> **GIVEN PASSAGE**
------------------------------------------------------------------------

Documents: 23/05/2002 - A note on the Equitable's AGM 23
May 2002 - A note on the Equitable's AGM
The
AGM was very well stage managed, and Treves successfully played to the majority
of members who were in attendance and who were probably there to seek comfort.
This they received when they were advised that the Society was solvent and would
remain solvent - but it was not explained that this may be at the expense of
further reducing policy values. We learnt a few new facts:-
-
claims
(i.e. withdrawals) have reduced to £300m/month
-
the
split of assets held by the with-profits fund, namely equities 25%, 56%
bonds, 13% property, 6% cash
-
the
value of the annuitants part of the fund is about £7.9bn
-
any
compensation will go into the WP fund of the benefit of the members
-
we
cannot go after the regulators until after Penrose because we do not have
the facts in our files
Jeremy
Lever persisted with his request for a reasoned explanation of why the
Society did not consider it appropriate to unit link the fund. Subsequently
Charles Thomson agreed to prepare a paper on the issues within 6-9 months.
Colin
Slater presented the results of our petition seeking change in the Memorandum
& Articles of Association to be ratified at an EGM. But that was brushed
aside with the false claim that the petition result was "old news",
and that the Board would bring forward proposals to next year's AGM because
an EGM would cost £1m to stage. (This is not correct - it should cost
no more than £¼m).
Regrettably
Treves, Thomson, and Belringer continued their policy of generally not answering
questions and/or giving misleading or incorrect answers. Thus I received either
no answer or an incorrect answer to the following questions:-
-
please
provide in laymen's terms an analysis of the with-profits fund's available
assets together with a comparison between the available assets and aggregate
policy values, where the latter are differentiated between guaranteed and
non-guaranteed elements. No answer
-
provide
a proper analysis of the fund's performance i.e. return by asset class.

------------------------------------------------------------------------

> **DATASET CONTENT**
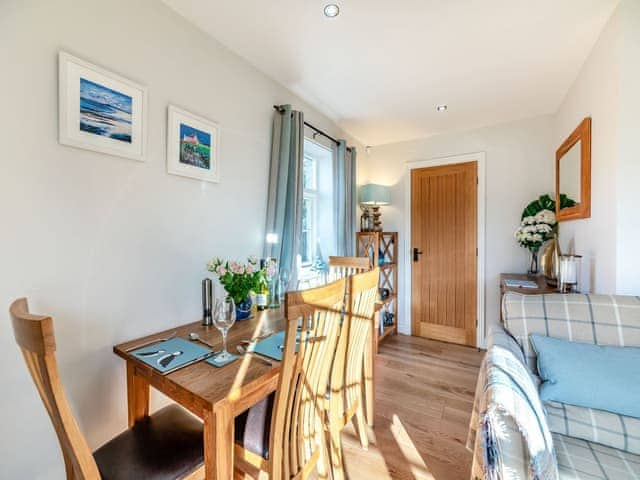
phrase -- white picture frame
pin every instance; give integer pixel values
(99, 110)
(193, 145)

------------------------------------------------------------------------

> **WRITTEN TASK 1**
Translate into French the sentence from the AGM note that reads "Subsequently Charles Thomson agreed to prepare a paper on the issues within 6-9 months."
> **WRITTEN TASK 2**
Quote the passage of the AGM note starting at "Regrettably" and ending at "by asset class.".
> **WRITTEN TASK 3**
Determine whether each statement agrees with the AGM note, answering yes or no and citing the decisive words: (a) Claims have fallen to £300m per month. (b) Property accounts for 25% of the with-profits fund's assets. (c) The writer holds that an EGM should cost £1m to stage.
The material is not required for this work.

> **TASK RESULT 1**
Par la suite, Charles Thomson a accepté de préparer un document sur ces questions dans un délai de 6 à 9 mois.

> **TASK RESULT 2**
Regrettably
Treves, Thomson, and Belringer continued their policy of generally not answering
questions and/or giving misleading or incorrect answers. Thus I received either
no answer or an incorrect answer to the following questions:-
-
please
provide in laymen's terms an analysis of the with-profits fund's available
assets together with a comparison between the available assets and aggregate
policy values, where the latter are differentiated between guaranteed and
non-guaranteed elements. No answer
-
provide
a proper analysis of the fund's performance i.e. return by asset class.

> **TASK RESULT 3**
(a) Yes: "claims (i.e. withdrawals) have reduced to £300m/month"
(b) No: "13% property"
(c) No: "it should cost no more than £¼m"